Here are some records; return them all exactly.

** Begin Supplied data **

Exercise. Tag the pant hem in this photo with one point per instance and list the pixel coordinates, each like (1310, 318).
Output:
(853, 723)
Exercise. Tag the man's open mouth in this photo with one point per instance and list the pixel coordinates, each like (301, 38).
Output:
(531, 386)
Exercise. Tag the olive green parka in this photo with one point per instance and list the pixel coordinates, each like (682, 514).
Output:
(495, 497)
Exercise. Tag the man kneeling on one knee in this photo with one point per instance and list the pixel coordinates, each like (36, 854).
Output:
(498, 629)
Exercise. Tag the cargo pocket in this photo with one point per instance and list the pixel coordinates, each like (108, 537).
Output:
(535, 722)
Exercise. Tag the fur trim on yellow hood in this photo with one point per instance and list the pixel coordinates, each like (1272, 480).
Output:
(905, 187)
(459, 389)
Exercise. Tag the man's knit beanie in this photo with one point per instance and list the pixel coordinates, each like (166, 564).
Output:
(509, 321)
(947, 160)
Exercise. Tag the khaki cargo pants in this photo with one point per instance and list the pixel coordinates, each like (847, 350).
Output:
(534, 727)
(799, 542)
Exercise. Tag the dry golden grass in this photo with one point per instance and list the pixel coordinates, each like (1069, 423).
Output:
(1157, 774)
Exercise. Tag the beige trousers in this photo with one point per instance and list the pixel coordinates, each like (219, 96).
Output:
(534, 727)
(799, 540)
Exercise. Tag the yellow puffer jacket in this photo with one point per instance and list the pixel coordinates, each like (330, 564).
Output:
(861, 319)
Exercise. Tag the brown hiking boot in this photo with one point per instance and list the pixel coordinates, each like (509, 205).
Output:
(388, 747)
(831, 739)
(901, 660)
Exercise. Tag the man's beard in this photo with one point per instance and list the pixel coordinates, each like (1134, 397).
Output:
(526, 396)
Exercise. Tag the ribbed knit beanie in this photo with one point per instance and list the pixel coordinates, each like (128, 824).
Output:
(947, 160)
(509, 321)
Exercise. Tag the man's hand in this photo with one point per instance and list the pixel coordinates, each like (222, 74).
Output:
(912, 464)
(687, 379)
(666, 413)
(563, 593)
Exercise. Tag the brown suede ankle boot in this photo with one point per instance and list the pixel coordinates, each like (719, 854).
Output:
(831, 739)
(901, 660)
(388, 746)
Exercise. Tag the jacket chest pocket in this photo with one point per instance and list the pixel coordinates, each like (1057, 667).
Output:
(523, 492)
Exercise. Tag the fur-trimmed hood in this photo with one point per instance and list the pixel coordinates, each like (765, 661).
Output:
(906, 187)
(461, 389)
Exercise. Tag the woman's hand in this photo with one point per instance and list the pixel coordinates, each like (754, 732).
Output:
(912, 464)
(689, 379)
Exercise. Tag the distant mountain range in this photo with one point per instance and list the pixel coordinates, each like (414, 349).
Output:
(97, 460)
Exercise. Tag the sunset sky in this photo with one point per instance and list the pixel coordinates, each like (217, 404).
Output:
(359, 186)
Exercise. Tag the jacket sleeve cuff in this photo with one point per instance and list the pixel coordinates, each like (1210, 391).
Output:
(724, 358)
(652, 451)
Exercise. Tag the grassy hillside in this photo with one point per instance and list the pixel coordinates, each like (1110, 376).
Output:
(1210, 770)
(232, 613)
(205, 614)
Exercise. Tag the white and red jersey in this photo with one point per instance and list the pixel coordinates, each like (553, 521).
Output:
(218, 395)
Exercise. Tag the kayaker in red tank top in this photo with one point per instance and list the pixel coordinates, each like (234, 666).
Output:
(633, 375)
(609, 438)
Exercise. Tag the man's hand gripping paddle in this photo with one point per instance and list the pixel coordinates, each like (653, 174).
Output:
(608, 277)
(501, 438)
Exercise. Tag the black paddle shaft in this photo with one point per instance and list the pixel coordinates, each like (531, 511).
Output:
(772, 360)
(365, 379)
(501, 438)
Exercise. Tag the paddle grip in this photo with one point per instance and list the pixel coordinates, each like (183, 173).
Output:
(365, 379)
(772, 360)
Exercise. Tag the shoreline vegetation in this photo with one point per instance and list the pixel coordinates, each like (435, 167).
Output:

** End Supplied data **

:: Written reply ::
Exercise. Tag the pant hem in this photo with one point per instance and list the pixel coordinates, each like (1310, 318).
Output:
(853, 723)
Exercise. Tag the man's open mouth in this photo with one point per instance and list the pixel coordinates, each like (301, 38).
Output:
(531, 386)
Exercise. Tag the olive green parka in this photo with one point per instance and list the pixel coordinates, each like (682, 514).
Output:
(495, 497)
Exercise. Tag the man kneeling on one knee in this photo with one point per instance and list the pixel coordinates, each like (36, 854).
Output:
(498, 629)
Exercise. Tag the cargo pocket in this photo with one point per instance and list the pixel coordinates, each like (108, 537).
Output:
(535, 722)
Exercise. Tag the fur trim on yellow hood in this photo with one point per instance and list the pixel coordinates, each like (1272, 480).
Output:
(905, 187)
(459, 389)
Exercise. Tag the man's knit beanie in this photo with one point per instance and list the pixel coordinates, each like (166, 564).
Output:
(509, 321)
(947, 160)
Exercise. Tag the khaki cargo pants in this photo with one point per instance and list the pixel coordinates, each like (847, 350).
Output:
(534, 727)
(799, 542)
Exercise. Tag the dry golden grass in this photo with one point per instance and list the pixel coordinates, each like (1069, 423).
Output:
(1157, 774)
Exercise. Tag the beige trousers in this photo with one point per instance and list the pixel coordinates, each like (219, 96).
Output:
(534, 727)
(799, 540)
Exercise. Tag the yellow puffer jacket in this photo with one point per instance and list the pixel coordinates, each like (330, 564).
Output:
(861, 319)
Exercise. Tag the brown hiking boot in this photo with one point per instance and list the pixel coordinates, each like (509, 205).
Output:
(388, 747)
(831, 739)
(901, 660)
Exercise. Tag the man's beard in this photo with one point per instance and list the pixel coordinates, each like (1134, 397).
Output:
(526, 396)
Exercise. Tag the ribbed knit beanie in this photo with one point per instance and list the pixel coordinates, each like (128, 824).
Output:
(947, 160)
(509, 321)
Exercise. Tag the man's hand in this photo with one point per instance and list the pixel coordinates, each like (222, 74).
Output:
(912, 464)
(687, 379)
(666, 413)
(563, 593)
Exercise. Tag the brown suede ankle boot in this photo with one point per instance and list the pixel coordinates, each like (719, 854).
Output:
(831, 739)
(901, 660)
(388, 746)
Exercise. Tag the jacket chest pocket in this photo with one point per instance and list the pixel coordinates, each like (1057, 667).
Output:
(523, 492)
Exercise. Tag the fur-trimmed hood in this photo with one point per instance and list the pixel coordinates, each like (765, 661).
Output:
(906, 187)
(461, 389)
Exercise. Tag the woman's hand in this photo with one point per instance and list the pixel coordinates, each like (754, 732).
Output:
(912, 464)
(689, 379)
Exercise. Tag the distant mountain range in this photo with one point per instance and list the pixel coordinates, each like (414, 349).
Output:
(97, 460)
Exercise. Tag the sunset sky in this photo with one point per instance and list the pixel coordinates, each like (217, 404).
Output:
(359, 186)
Exercise. Tag the jacket sleeve cuff in this photo with one point per instance and list the pixel coordinates, each like (1210, 391).
Output:
(724, 358)
(652, 451)
Exercise. Tag the grassy hillside in this photo with one point per instance and list the pixel coordinates, each like (1110, 376).
Output:
(1210, 770)
(232, 613)
(205, 614)
Exercise. Tag the white and red jersey in this photo with one point per instance and list the pixel coordinates, each like (553, 521).
Output:
(218, 395)
Exercise. Tag the kayaker in red tank top in this photo with one point per instance and list the pixel coordinates, each like (234, 666).
Output:
(633, 375)
(609, 438)
Exercise. Tag the man's hand gripping paddle in this photo with one point per instance and list the pixel coordinates, each like (653, 174).
Output:
(608, 277)
(501, 438)
Exercise. Tag the black paddle shaft in this photo with one point per instance and list the pixel coordinates, each like (531, 511).
Output:
(772, 360)
(365, 379)
(501, 438)
Exercise. Tag the paddle grip in this photo with one point per instance and list the pixel coordinates, each like (183, 173).
Output:
(365, 379)
(772, 360)
Exercise. Tag the shoreline vegetation in this photo with one point per instance and list the pixel coordinates, each like (435, 167).
Output:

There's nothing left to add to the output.